# Goal
List every line of the records that contains the word "leaf", matching case exactly.
== == ==
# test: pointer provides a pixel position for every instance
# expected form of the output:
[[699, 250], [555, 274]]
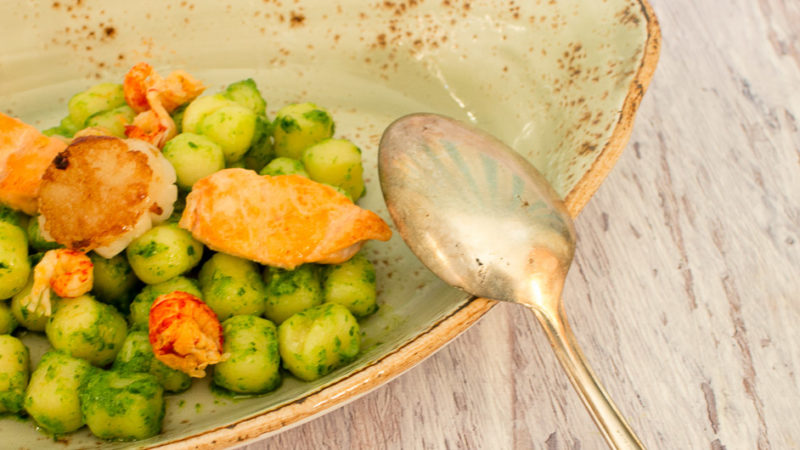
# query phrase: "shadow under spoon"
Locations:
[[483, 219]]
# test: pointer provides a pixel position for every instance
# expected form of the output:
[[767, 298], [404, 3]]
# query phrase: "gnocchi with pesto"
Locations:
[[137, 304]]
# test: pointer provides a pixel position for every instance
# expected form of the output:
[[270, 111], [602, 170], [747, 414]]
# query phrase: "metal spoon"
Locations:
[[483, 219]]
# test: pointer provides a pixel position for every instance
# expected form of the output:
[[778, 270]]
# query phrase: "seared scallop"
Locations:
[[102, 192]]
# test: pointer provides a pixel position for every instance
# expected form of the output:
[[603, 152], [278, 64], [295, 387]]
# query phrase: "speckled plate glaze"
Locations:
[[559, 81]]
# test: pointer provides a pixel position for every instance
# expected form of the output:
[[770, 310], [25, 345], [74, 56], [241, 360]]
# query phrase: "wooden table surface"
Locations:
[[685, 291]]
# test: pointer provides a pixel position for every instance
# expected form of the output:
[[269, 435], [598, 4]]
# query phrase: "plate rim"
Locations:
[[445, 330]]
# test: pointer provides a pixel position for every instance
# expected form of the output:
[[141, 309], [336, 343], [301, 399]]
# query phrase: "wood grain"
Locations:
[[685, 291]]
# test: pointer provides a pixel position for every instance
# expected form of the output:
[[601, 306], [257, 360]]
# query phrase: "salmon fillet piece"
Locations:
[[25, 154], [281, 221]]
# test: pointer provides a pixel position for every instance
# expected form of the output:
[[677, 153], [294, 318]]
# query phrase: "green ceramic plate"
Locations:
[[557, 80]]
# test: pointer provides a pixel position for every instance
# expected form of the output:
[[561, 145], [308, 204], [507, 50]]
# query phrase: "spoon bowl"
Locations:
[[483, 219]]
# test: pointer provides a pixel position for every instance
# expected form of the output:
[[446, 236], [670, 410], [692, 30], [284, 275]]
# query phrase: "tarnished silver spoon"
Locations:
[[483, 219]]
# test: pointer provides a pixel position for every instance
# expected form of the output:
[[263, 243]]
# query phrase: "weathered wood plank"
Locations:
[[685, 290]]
== == ==
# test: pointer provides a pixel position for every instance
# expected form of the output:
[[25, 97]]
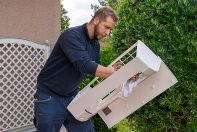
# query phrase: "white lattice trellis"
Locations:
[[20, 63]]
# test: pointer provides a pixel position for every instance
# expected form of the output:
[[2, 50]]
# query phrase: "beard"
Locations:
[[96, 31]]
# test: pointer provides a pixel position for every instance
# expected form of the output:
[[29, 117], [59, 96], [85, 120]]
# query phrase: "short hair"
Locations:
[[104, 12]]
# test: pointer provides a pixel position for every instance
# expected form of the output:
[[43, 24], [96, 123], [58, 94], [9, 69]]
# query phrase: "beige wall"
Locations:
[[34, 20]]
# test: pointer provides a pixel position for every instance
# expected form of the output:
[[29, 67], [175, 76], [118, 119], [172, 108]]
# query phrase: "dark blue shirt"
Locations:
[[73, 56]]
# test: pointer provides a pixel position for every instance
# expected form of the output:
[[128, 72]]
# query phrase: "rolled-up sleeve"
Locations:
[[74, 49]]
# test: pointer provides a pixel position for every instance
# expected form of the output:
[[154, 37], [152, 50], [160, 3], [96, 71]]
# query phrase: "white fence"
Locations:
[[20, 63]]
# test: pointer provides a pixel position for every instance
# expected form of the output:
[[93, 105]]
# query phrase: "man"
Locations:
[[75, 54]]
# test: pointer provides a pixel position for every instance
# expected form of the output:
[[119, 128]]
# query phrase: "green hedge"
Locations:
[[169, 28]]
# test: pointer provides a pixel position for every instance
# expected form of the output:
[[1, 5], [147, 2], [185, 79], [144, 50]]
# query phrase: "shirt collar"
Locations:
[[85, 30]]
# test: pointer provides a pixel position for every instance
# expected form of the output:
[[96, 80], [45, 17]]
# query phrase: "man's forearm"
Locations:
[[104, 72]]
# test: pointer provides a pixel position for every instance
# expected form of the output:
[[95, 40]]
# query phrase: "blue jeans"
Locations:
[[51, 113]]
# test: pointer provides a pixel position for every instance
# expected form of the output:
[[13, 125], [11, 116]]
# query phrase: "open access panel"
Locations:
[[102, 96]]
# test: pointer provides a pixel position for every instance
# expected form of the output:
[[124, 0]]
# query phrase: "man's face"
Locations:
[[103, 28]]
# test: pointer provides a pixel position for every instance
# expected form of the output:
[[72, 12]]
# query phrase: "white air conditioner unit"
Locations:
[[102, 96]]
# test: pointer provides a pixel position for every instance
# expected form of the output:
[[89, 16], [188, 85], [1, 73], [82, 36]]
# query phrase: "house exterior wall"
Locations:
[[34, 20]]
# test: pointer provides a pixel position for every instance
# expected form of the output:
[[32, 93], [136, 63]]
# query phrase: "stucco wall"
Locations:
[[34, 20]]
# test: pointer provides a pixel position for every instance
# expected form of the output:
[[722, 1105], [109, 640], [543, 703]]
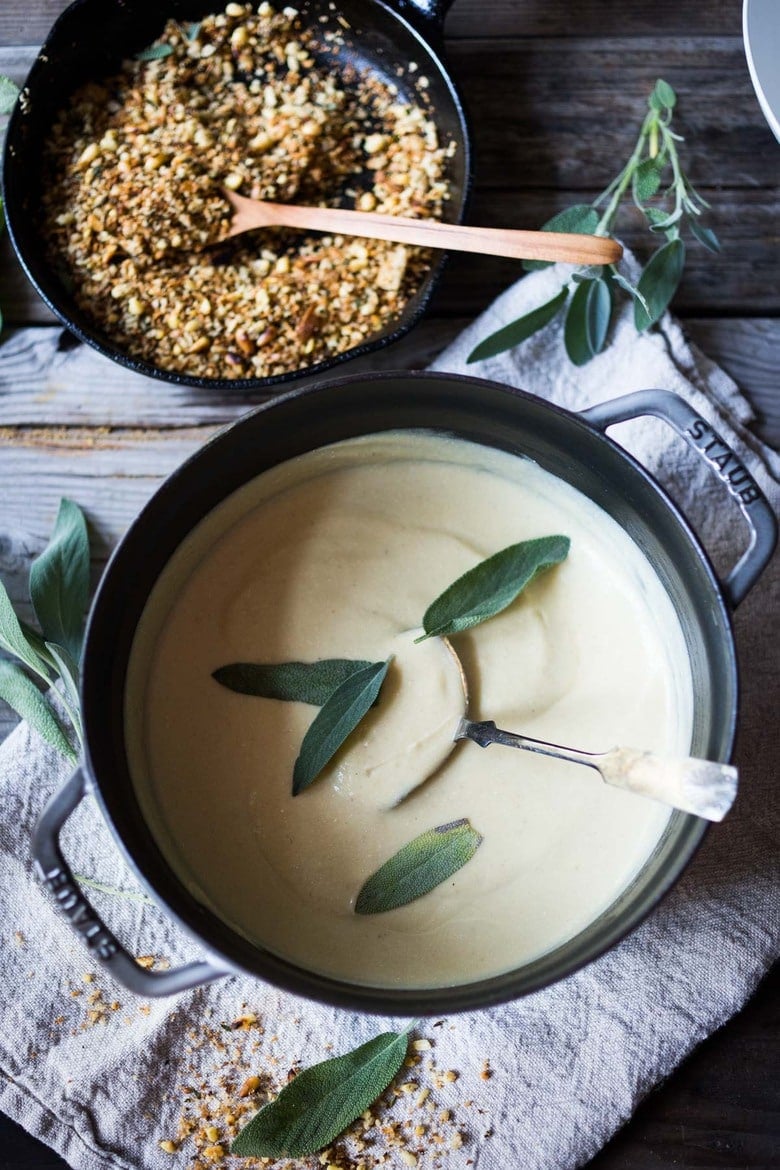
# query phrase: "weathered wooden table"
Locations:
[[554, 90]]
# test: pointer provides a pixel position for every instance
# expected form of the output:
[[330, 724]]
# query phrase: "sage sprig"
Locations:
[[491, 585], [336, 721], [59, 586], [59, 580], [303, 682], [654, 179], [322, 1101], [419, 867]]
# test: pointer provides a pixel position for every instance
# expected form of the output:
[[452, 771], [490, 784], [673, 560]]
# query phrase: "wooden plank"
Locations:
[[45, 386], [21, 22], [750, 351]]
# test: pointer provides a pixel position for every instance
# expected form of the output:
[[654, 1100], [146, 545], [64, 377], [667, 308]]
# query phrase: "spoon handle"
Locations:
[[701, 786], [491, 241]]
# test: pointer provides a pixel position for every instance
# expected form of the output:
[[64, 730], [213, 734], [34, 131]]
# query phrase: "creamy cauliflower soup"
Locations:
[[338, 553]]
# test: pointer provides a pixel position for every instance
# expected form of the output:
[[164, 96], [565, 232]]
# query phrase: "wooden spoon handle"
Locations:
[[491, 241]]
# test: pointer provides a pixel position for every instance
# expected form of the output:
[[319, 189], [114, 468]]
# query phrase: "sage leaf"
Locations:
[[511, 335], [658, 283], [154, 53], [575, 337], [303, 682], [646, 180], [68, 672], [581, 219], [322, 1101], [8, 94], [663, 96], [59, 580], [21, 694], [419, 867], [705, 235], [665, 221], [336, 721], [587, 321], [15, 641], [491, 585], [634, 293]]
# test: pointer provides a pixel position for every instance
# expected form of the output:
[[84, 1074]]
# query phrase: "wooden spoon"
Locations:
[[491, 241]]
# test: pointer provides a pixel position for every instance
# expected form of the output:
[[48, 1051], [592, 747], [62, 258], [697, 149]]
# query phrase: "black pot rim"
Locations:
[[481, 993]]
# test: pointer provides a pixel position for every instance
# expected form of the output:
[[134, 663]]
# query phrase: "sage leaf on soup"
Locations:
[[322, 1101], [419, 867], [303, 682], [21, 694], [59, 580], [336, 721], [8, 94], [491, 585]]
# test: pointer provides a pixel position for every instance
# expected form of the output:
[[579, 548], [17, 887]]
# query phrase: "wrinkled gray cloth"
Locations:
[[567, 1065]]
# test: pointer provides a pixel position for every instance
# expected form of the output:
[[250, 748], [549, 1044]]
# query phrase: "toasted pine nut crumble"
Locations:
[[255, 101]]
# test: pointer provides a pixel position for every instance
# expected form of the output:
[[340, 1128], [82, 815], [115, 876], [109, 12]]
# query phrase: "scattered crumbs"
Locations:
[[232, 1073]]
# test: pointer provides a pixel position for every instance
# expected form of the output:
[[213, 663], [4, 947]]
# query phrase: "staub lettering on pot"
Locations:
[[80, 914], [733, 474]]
== == ==
# Answer below
# query phrase: "sage leaf"
# query phrase: "sage leaf on soup"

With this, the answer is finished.